- TO DO
Return the data that follows exactly as it appears. Pictures do not belong in the copy.

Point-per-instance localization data

--- START ---

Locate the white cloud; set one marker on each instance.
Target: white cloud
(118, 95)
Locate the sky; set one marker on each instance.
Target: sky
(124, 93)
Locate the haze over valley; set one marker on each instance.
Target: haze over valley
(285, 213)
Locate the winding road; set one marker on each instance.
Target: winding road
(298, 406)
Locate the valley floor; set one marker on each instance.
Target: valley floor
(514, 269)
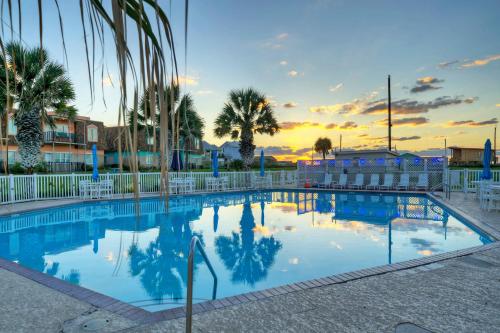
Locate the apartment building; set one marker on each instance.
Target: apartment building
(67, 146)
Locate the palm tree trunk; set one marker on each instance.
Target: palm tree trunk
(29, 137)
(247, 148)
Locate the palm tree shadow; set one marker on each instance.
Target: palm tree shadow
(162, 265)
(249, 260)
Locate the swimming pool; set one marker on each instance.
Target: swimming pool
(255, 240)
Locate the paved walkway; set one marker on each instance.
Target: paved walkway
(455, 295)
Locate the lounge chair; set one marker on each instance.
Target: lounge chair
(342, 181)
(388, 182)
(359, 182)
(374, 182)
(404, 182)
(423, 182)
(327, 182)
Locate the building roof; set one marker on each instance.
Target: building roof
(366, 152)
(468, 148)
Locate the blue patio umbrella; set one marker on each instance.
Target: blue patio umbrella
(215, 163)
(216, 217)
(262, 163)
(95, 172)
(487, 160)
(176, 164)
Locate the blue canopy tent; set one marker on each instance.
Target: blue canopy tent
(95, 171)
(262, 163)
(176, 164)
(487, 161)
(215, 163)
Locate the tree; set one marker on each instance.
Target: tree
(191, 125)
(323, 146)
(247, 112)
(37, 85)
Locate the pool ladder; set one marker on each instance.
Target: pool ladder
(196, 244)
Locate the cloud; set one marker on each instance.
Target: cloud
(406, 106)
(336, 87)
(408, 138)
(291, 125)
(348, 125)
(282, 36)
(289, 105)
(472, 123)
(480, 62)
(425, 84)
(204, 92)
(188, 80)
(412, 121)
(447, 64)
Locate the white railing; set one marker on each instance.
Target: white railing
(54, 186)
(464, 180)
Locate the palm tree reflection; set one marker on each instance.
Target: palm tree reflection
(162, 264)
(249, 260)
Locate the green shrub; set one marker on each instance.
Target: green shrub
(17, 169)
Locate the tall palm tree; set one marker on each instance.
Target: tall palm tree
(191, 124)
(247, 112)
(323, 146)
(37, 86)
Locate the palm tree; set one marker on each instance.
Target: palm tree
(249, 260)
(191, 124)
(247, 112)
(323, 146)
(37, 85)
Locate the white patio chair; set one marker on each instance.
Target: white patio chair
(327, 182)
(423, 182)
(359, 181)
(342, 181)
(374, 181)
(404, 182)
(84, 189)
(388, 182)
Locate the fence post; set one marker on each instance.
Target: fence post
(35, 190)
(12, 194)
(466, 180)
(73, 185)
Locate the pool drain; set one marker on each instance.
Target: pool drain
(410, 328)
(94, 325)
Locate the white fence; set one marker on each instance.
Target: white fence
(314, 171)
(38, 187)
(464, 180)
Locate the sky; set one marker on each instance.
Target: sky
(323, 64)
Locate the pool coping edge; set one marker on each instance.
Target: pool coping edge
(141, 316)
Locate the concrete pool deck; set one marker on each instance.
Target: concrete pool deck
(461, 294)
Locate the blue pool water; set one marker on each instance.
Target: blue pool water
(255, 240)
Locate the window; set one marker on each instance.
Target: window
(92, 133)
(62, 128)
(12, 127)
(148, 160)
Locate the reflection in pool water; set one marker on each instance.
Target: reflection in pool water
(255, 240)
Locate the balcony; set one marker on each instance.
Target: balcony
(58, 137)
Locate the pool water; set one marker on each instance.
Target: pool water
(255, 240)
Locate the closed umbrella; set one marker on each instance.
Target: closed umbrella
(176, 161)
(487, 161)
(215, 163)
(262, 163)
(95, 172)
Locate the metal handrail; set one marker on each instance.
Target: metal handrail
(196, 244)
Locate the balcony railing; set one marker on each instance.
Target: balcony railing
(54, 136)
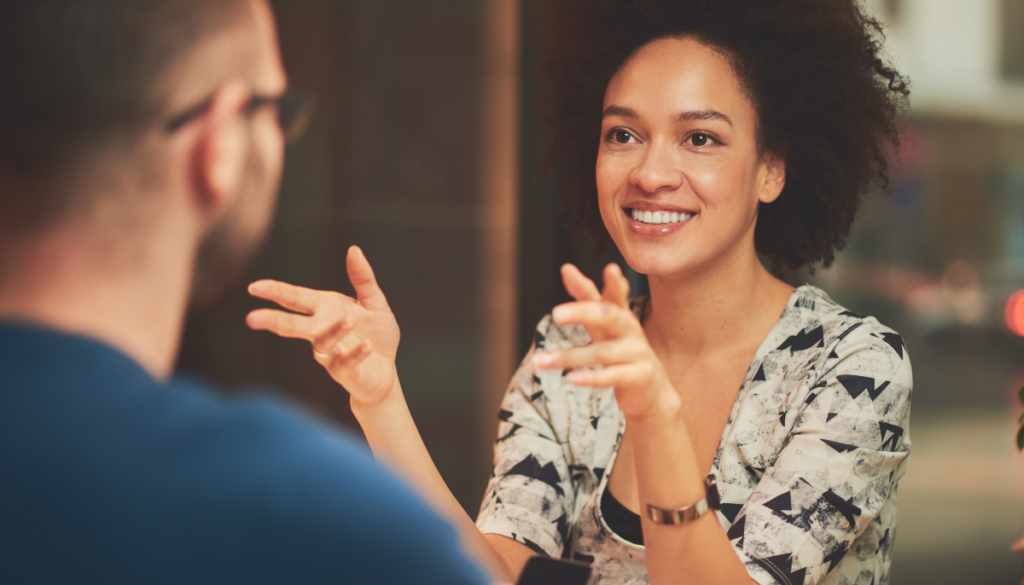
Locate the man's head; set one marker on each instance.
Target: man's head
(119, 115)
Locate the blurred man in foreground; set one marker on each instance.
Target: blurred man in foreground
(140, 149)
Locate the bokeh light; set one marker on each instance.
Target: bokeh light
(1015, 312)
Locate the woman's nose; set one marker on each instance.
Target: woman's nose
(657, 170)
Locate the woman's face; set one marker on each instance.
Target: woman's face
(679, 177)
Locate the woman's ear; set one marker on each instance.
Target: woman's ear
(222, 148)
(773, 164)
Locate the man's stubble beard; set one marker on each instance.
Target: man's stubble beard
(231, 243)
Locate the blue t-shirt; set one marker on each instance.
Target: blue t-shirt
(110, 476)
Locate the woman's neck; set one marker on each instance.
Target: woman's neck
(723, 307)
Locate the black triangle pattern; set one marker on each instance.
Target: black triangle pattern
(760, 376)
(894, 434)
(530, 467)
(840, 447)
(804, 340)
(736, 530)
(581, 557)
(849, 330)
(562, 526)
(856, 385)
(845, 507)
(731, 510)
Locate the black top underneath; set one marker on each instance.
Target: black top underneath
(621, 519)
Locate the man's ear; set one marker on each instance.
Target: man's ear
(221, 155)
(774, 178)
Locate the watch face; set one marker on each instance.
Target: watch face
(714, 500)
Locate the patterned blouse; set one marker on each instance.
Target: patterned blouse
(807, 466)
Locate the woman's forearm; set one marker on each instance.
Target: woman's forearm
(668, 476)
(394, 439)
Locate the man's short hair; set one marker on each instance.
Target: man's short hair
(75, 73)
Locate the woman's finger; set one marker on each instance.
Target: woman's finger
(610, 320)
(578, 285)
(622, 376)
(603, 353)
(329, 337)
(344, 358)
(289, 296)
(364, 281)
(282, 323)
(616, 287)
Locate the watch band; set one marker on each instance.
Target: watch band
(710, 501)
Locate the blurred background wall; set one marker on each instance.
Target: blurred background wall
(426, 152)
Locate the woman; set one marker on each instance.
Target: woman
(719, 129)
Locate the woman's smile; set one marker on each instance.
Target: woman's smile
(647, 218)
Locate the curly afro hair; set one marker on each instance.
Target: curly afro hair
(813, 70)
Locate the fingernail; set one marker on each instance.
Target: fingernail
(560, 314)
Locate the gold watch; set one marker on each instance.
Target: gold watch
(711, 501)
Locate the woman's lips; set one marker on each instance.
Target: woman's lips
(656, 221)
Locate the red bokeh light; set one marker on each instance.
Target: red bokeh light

--- END ---

- PROBLEM SOLUTION
Locate the white cloud; set one marker on each instance.
Target: white cloud
(118, 95)
Locate the sky; set one marker on each instance.
Target: sky
(124, 93)
Locate the haze over valley; set one marker on each instance.
Target: haze over valley
(285, 213)
Locate the winding road; set one marker on each instance.
Target: winding road
(298, 406)
Locate the valley floor; set one marker on each instance.
Target: valley floor
(514, 269)
Locate the apartment building; set one marker on each instance.
Target: apartment building
(67, 146)
Locate the palm tree trunk; set one marker on each instance.
Target: palm tree trunk
(29, 137)
(247, 148)
Locate the palm tree shadow; set one marker on each instance.
Target: palm tree shadow
(162, 265)
(249, 260)
Locate the swimming pool; set one marker on each instance.
Target: swimming pool
(255, 240)
Locate the paved walkway; set one marker on each instance.
Target: paved walkway
(455, 295)
Locate the lounge chair; set one marker on each instance.
Target: lounge chair
(342, 181)
(388, 182)
(359, 182)
(374, 182)
(404, 182)
(423, 182)
(327, 182)
Locate the building roof; set one marker on each instance.
Target: building roof
(366, 152)
(468, 148)
Locate the blue patio umbrella; set one marker on each instance.
Target: blue patio umbrella
(215, 163)
(216, 217)
(262, 163)
(95, 172)
(487, 160)
(176, 164)
Locate the blue canopy tent; set one marker on each instance.
Target: blue canopy tent
(95, 171)
(262, 163)
(176, 164)
(487, 161)
(215, 163)
Locate the tree; set one marker on each instance.
Target: tree
(191, 125)
(323, 146)
(247, 112)
(37, 85)
Locate the pool ladder; set one marker on each instance.
Target: pool ladder
(196, 244)
Locate the cloud; set one marker on each instance.
Target: cloud
(406, 106)
(336, 87)
(408, 138)
(291, 125)
(348, 125)
(282, 36)
(289, 105)
(472, 123)
(480, 62)
(425, 84)
(204, 92)
(188, 80)
(412, 121)
(447, 64)
Locate the white railing; set one marker on each instance.
Target: white railing
(54, 186)
(464, 180)
Locate the palm tree reflection; set one marker on each instance.
Target: palm tree reflection
(162, 264)
(249, 260)
Locate the green shrub; set one marker on each instance.
Target: green shrub
(17, 169)
Locate the tall palm tree; set one marker on each instance.
Target: tall palm tree
(191, 124)
(247, 112)
(323, 146)
(37, 86)
Locate the palm tree; set one marker on each instance.
Target: palm tree
(249, 260)
(191, 124)
(247, 112)
(323, 146)
(37, 85)
Locate the white patio chair; set one marker on each instance.
Target: white patio chair
(327, 182)
(423, 182)
(359, 181)
(342, 181)
(374, 181)
(404, 182)
(84, 189)
(388, 182)
Locate the fence post; set one marker on each instance.
Target: fence post
(35, 190)
(12, 194)
(466, 180)
(73, 185)
Locate the pool drain; set one marker on each instance.
Target: pool drain
(410, 328)
(94, 325)
Locate the white fence; set one marker on each instance.
Target: white fence
(314, 171)
(38, 187)
(464, 180)
Locate the sky; set one marker on each instance.
Target: sky
(323, 64)
Locate the pool coping edge; set one marker on each instance.
Target: pool coping edge
(141, 316)
Locate the concrete pool deck; set one marker on each instance.
Target: concrete pool deck
(461, 294)
Locate the blue pool water; set one marker on each instance.
Target: blue pool water
(255, 240)
Locate the window; set one marker on each instance.
Target: window
(92, 133)
(62, 128)
(12, 127)
(148, 160)
Locate the reflection in pool water; set one marker on each instance.
Target: reflection in pool water
(255, 240)
Locate the balcony; set one marker on each instance.
Target: balcony
(58, 137)
Locate the pool water; set one marker on each instance.
Target: pool water
(255, 240)
Locate the closed umbrella; set one marker on each instance.
Target: closed umbrella
(176, 161)
(487, 161)
(215, 163)
(262, 163)
(95, 172)
Locate the metal handrail; set one marker on each instance.
Target: metal handrail
(196, 244)
Locate the balcony railing; set one marker on each instance.
Target: balcony railing
(54, 136)
Locate the man's head; set one marker on each instance.
Target: man's head
(119, 115)
Locate the blurred man in foreground; set one marker on each instance.
Target: blurred man in foreground
(140, 149)
Locate the bokeh light; set one marker on each instance.
Target: bokeh light
(1015, 312)
Locate the woman's nose; set one marker on each instance.
Target: woman's nose
(657, 170)
Locate the woman's face; set one marker on each instance.
Target: woman's face
(679, 177)
Locate the woman's ear; set one marker on each instance.
Target: woman's ear
(222, 148)
(773, 164)
Locate the man's stubble beard; set one marker on each instance.
Target: man's stubble beard
(231, 243)
Locate the blue t-shirt; set one marker on each instance.
Target: blue t-shirt
(110, 476)
Locate the woman's neck; set one marker on each instance.
Target: woman's neck
(723, 307)
Locate the black triangle pattern; set one marker on each instance.
Target: black triangle pattern
(760, 376)
(894, 434)
(530, 467)
(840, 447)
(804, 340)
(736, 530)
(581, 557)
(849, 330)
(562, 526)
(856, 385)
(845, 507)
(731, 510)
Locate the black top underneath; set one marker on each instance.
Target: black top underneath
(621, 519)
Locate the man's ear; set one marker on each instance.
Target: man's ear
(221, 155)
(774, 178)
Locate the watch face; set one marker on each instance.
Target: watch face
(714, 500)
Locate the patterned blouse; set one marker on each instance.
Target: patterned blouse
(807, 466)
Locate the woman's forearm; set one marker on each instance.
Target: woman's forearm
(668, 476)
(394, 439)
Locate the man's short hair; set one marker on each instance.
Target: man's short hair
(75, 73)
Locate the woman's finger; set one marker on each instance.
Target: woman's finger
(610, 320)
(578, 285)
(622, 376)
(603, 353)
(329, 337)
(344, 358)
(289, 296)
(364, 281)
(282, 323)
(616, 287)
Locate the watch band; set one marker on each instance.
Target: watch band
(710, 501)
Locate the blurred background wall; set one marker on each instance.
Target: blurred background wall
(426, 152)
Locate the woman; set one marker on each instance.
Target: woman
(719, 129)
Locate the woman's smile; set one marker on each instance.
Target: woman's smile
(647, 218)
Locate the curly afro hair; set one marker on each instance.
Target: curly afro hair
(813, 70)
Locate the fingernail; set one marker on each instance.
Target: fingernail
(560, 314)
Locate the gold watch; set one marker on each instance.
Target: gold watch
(711, 501)
Locate the woman's lips; set one marker on each instance.
Target: woman's lips
(656, 221)
Locate the red bokeh light; set one marker on each instance.
Target: red bokeh light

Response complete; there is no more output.